:: TEXT SEGMENT

Dollar Down After Investors Welcome Loosened Lockdown Plans
The dollar was down on Monday morning in Asia, giving up some of its gains from earlier in the session.
The gains came after some countries’ plans to lift lockdowns curbing the spread of the COVID-19 pandemic boosted investor sentiment. California, Michigan, and Ohio, three of the important states for U.S. manufacturing, took steps to allow factories and some businesses to resume work.
The U.S. Dollar Index that tracks the greenback against a basket of other currencies slipped 0.04% to 99.725.
The number of U.S. unemployment claims since late March soared above 30 million on Thursday, and Treasury Secretary Steve Mnuchin warned overnight that the U.S. unemployment rate could already have reached 25%.
“The bad news about the U.S. labor market was pretty much as expected, and people now assume that economic activity will restart sooner rather than later in the United States and Europe,” Tohru Sasaki, head of Japan markets research at J.P. Morgan Securities, told Sources.
“We don’t have to be so bearish on the dollar.”
The USD/JPY pair gained 0.16 % to 106.82 after Japan announced a second budget to ease COVID-19’s economic impact, including aid for companies struggling to pay rent and more subsidies for those hit by slowing sales.
The country also plans to remove 34 prefectures that reported no new cases from the state of emergency designation on May 14.
The AUD/USD pair gained 0.38% to 0.6553 while the NZD/USD pair was up 0.15% to 0.6142.
The USD/CNY pair gained 0.07% to 7.0781.
The GBP/USD pair was up 0.15% to 1.2426 after Prime Minister Boris Johnson outlined the U.K.’s plans to slow lift COVID-19 lockdown measures on Sunday.

::::
:: DATA LISTING

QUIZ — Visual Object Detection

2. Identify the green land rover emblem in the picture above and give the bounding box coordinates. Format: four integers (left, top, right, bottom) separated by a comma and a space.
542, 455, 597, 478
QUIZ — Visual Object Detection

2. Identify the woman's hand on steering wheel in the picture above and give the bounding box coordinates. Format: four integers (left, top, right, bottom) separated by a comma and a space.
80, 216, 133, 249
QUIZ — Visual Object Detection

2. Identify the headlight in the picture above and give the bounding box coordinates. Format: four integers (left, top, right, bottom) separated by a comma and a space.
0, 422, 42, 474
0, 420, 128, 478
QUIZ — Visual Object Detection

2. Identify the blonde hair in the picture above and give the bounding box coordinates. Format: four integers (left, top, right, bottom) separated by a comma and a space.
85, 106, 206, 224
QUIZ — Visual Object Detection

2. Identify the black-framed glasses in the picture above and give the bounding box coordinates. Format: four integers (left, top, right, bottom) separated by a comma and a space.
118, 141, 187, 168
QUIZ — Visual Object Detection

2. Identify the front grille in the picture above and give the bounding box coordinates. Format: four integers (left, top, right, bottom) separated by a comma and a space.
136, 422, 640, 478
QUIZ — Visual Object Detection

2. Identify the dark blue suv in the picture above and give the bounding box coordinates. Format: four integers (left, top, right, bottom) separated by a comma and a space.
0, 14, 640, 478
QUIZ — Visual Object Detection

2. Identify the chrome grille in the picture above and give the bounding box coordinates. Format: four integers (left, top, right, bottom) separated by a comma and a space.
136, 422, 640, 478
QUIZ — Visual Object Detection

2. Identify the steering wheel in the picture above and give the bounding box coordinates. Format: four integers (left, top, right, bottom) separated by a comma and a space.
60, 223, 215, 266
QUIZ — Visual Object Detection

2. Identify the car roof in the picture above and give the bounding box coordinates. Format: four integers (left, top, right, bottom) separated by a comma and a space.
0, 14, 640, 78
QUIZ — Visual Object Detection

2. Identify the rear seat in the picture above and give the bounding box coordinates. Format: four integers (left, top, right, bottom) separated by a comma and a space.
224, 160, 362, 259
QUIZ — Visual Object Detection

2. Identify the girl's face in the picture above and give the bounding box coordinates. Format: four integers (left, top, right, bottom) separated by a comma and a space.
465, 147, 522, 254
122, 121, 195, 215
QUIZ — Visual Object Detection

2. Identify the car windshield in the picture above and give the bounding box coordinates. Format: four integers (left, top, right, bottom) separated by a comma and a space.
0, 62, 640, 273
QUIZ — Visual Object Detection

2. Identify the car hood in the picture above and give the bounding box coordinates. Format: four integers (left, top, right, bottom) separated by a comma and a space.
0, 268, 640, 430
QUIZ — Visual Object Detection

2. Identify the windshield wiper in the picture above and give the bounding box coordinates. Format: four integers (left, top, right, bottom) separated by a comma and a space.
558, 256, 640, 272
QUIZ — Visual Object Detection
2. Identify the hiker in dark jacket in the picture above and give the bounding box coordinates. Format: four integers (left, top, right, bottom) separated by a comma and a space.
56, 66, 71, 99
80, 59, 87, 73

::::
:: DATA LISTING

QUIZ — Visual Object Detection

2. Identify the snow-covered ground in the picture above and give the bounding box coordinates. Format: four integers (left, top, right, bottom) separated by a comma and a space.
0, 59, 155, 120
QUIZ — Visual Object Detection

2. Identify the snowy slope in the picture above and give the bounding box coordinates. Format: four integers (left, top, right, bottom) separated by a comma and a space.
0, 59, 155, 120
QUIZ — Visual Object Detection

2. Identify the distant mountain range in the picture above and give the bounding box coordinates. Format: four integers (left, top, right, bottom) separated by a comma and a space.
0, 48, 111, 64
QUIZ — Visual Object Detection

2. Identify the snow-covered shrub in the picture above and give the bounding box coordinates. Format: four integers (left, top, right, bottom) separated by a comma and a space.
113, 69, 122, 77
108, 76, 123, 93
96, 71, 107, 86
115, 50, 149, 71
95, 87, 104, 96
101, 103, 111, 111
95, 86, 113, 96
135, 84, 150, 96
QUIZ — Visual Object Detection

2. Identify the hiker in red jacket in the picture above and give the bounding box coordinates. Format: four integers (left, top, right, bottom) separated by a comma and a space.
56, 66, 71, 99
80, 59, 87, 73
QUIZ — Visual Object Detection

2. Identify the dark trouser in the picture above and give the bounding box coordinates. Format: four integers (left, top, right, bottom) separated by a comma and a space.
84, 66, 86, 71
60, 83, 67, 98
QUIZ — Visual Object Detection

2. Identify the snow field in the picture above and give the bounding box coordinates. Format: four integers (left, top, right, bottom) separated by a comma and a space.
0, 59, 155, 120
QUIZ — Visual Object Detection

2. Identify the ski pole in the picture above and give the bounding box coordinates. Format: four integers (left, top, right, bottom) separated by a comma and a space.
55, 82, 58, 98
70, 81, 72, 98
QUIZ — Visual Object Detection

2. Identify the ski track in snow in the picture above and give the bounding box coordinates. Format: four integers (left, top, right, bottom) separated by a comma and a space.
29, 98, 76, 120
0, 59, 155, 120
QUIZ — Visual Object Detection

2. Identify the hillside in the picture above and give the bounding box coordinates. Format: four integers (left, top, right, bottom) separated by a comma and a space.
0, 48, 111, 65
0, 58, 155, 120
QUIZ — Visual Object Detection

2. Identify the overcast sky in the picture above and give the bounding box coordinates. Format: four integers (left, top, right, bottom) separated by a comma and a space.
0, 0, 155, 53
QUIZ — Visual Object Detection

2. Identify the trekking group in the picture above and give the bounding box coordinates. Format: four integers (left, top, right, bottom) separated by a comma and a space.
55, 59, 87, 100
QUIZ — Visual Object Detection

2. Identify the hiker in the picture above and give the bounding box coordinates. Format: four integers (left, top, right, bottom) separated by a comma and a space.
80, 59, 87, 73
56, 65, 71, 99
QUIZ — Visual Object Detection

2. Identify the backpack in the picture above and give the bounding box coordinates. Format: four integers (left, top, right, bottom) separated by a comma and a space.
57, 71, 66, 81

::::

▸ PROBLEMS TO WORK ON:
(a) Please reproduce the dollar market report word for word, between "The gains came" and "have reached 25%.", inclusive.
(b) List every currency pair that the dollar market report writes with a slash.

▸ ANSWERS FOR THE TASKS:
(a)
The gains came after some countries’ plans to lift lockdowns curbing the spread of the COVID-19 pandemic boosted investor sentiment. California, Michigan, and Ohio, three of the important states for U.S. manufacturing, took steps to allow factories and some businesses to resume work.
The U.S. Dollar Index that tracks the greenback against a basket of other currencies slipped 0.04% to 99.725.
The number of U.S. unemployment claims since late March soared above 30 million on Thursday, and Treasury Secretary Steve Mnuchin warned overnight that the U.S. unemployment rate could already have reached 25%.

(b)
USD/JPY
AUD/USD
NZD/USD
USD/CNY
GBP/USD